Try it:
Please decide whether each of the following statements agrees with the explainer on India's AI rules, answering yes or no and quoting the explainer's deciding words. 1. Sexual content must be taken down within two hours of being reported. 2. The rules state how big the watermark on AI-generated content must be. 3. Companies have until 20 February to begin complying.

Mint Explainer | India’s AI rules and the elusive quest for online safety
Subscribe to enjoy similar stories. India notified its artificial intelligence (AI) rules this week, cutting the deadline for taking down sexual content to within two hours of reporting. For other content, the time given is three hours.
Can these moves make social media safer for us? Mint explores. India’s first dedicated legislation on digital media ethics code said all content significantly modified or generated by AI tools—such as OpenAI’s ChatGPT or Google’s Gemini—must be watermarked, without specifying what or how big the watermark would be. Basic image edits and addition of filters won’t need such watermarks.
Further, complaints related to deepfakes will be dealt with within three hours—with sexual content to be taken down within two hours. Companies will have until 20 February to start complying with these rules, failing which they may see their safe harbour protections being taken away. This is not the first time that a country has sought to regulate AI content, or deepfakes.
In the European Union (EU), the EU AI Act as well as the Digital Services Act have mandated how social media intermediaries will need to proactively monitor their platforms, and take down content based on user reports and court appeals. Starting May last year, the US also now has a ‘Take It Down’ Act that mandates social media companies to actively monitor and crack down on deepfake content on the internet. China also has a similar law, as does Australia through its Criminal Code Amendment (Deepfake Sexual Material) Act, 2024.

(Spatial localization data)
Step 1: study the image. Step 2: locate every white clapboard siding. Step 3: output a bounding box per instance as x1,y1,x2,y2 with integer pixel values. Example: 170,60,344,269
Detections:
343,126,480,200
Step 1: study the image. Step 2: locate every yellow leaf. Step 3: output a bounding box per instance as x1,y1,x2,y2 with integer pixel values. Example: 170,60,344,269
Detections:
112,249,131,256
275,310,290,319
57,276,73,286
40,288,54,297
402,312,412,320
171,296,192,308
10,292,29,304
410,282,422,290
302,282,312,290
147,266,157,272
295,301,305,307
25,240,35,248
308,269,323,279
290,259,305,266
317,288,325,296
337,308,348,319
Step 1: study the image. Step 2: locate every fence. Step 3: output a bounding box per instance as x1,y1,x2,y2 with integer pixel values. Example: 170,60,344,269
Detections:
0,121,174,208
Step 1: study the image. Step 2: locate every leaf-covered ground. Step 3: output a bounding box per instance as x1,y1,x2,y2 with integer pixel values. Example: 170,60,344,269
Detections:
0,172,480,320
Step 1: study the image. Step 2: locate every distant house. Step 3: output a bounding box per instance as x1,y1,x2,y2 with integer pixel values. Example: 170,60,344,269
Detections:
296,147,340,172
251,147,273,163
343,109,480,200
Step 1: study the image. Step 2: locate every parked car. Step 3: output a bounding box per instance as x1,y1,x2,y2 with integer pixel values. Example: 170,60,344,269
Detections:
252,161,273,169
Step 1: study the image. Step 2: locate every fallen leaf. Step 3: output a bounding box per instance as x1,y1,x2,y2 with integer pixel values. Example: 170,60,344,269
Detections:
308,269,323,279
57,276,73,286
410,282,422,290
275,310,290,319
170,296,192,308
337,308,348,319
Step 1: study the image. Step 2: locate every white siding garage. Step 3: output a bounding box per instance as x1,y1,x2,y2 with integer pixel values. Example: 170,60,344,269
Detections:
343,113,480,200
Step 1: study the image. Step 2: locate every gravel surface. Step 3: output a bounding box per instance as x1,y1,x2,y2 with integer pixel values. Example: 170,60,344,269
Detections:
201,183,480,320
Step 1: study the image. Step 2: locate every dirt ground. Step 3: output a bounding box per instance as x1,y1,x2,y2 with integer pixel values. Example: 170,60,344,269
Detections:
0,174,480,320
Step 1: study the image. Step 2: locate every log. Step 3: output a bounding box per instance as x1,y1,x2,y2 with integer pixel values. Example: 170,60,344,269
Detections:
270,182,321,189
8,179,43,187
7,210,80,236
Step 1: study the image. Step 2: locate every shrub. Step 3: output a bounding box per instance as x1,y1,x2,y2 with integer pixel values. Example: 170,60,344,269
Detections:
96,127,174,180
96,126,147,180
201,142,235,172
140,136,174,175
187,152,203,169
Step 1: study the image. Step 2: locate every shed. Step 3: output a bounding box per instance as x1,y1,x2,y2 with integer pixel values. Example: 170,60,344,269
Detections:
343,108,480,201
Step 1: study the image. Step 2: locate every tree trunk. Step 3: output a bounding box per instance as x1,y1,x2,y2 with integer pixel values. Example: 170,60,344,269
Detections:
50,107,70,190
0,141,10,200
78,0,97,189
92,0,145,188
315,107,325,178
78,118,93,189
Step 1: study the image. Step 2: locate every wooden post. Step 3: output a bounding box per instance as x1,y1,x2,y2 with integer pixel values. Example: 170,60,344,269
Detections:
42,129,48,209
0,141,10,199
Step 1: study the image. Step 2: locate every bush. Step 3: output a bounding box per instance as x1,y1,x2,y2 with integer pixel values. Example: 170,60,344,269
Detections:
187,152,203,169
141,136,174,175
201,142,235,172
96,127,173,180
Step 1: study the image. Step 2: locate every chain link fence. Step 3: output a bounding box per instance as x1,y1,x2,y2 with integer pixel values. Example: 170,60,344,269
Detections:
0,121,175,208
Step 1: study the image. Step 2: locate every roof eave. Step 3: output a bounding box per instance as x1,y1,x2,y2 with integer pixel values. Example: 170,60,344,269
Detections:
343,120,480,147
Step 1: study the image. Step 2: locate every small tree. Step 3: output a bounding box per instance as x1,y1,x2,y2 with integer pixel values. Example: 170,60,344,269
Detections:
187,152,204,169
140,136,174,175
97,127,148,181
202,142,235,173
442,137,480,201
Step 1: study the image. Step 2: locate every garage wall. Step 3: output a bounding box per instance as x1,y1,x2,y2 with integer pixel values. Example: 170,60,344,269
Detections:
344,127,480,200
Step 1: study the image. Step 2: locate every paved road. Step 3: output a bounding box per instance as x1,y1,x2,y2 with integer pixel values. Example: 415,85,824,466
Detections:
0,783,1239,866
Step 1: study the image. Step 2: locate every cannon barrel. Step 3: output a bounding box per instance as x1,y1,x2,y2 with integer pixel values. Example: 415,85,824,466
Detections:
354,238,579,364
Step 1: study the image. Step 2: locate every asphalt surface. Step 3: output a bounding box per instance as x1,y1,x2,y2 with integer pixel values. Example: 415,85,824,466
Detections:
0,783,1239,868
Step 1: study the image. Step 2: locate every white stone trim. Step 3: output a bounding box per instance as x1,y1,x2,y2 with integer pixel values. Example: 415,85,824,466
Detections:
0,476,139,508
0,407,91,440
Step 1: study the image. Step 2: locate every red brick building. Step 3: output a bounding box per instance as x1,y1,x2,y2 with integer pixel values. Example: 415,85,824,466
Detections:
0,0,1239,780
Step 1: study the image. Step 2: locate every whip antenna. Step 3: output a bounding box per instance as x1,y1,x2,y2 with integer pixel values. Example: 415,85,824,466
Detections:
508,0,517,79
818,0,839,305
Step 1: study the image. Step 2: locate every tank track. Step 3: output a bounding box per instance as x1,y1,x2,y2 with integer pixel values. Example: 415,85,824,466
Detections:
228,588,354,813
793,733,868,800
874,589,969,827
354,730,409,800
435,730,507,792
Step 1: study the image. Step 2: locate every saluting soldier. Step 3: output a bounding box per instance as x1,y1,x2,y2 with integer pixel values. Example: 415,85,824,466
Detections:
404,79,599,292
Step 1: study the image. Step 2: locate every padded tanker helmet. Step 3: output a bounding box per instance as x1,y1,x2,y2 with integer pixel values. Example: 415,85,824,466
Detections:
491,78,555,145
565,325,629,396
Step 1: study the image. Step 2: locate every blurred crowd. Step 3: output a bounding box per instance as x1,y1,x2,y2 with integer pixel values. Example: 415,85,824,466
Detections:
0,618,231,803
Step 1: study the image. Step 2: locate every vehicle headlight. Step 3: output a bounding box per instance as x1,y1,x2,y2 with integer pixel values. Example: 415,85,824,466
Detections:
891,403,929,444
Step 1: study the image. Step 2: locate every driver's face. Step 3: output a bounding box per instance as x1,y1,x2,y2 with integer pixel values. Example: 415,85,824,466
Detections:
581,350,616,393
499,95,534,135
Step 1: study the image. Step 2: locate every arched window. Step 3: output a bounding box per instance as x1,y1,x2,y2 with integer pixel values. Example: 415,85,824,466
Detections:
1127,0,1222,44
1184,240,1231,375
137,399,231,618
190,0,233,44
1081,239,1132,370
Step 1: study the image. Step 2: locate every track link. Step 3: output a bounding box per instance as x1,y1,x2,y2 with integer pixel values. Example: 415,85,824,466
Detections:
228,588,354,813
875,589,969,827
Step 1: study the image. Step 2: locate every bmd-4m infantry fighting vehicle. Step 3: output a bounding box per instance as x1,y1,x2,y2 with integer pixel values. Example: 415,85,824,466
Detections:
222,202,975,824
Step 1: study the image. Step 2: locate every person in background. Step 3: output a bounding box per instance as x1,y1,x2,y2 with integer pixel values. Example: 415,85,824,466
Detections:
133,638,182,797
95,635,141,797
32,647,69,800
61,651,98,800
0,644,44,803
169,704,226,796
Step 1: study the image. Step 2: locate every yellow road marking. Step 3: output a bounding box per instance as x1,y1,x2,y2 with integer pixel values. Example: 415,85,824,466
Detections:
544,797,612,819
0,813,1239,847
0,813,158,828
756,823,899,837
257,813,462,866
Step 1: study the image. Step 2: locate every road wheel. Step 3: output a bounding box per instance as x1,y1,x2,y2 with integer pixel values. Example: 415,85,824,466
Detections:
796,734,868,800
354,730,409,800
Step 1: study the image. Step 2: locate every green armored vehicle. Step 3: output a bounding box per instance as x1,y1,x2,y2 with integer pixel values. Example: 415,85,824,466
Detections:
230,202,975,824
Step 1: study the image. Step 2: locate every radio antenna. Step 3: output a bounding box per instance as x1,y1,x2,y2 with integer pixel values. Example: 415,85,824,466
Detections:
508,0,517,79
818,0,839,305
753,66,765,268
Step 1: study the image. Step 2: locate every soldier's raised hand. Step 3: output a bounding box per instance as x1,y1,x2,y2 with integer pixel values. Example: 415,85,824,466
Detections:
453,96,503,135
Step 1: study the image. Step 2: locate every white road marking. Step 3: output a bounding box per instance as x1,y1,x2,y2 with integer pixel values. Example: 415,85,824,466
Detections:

Response for this exercise:
1. Yes: "cutting the deadline for taking down sexual content to within two hours of reporting"
2. No: "without specifying what or how big the watermark would be"
3. Yes: "Companies will have until 20 February to start complying with these rules"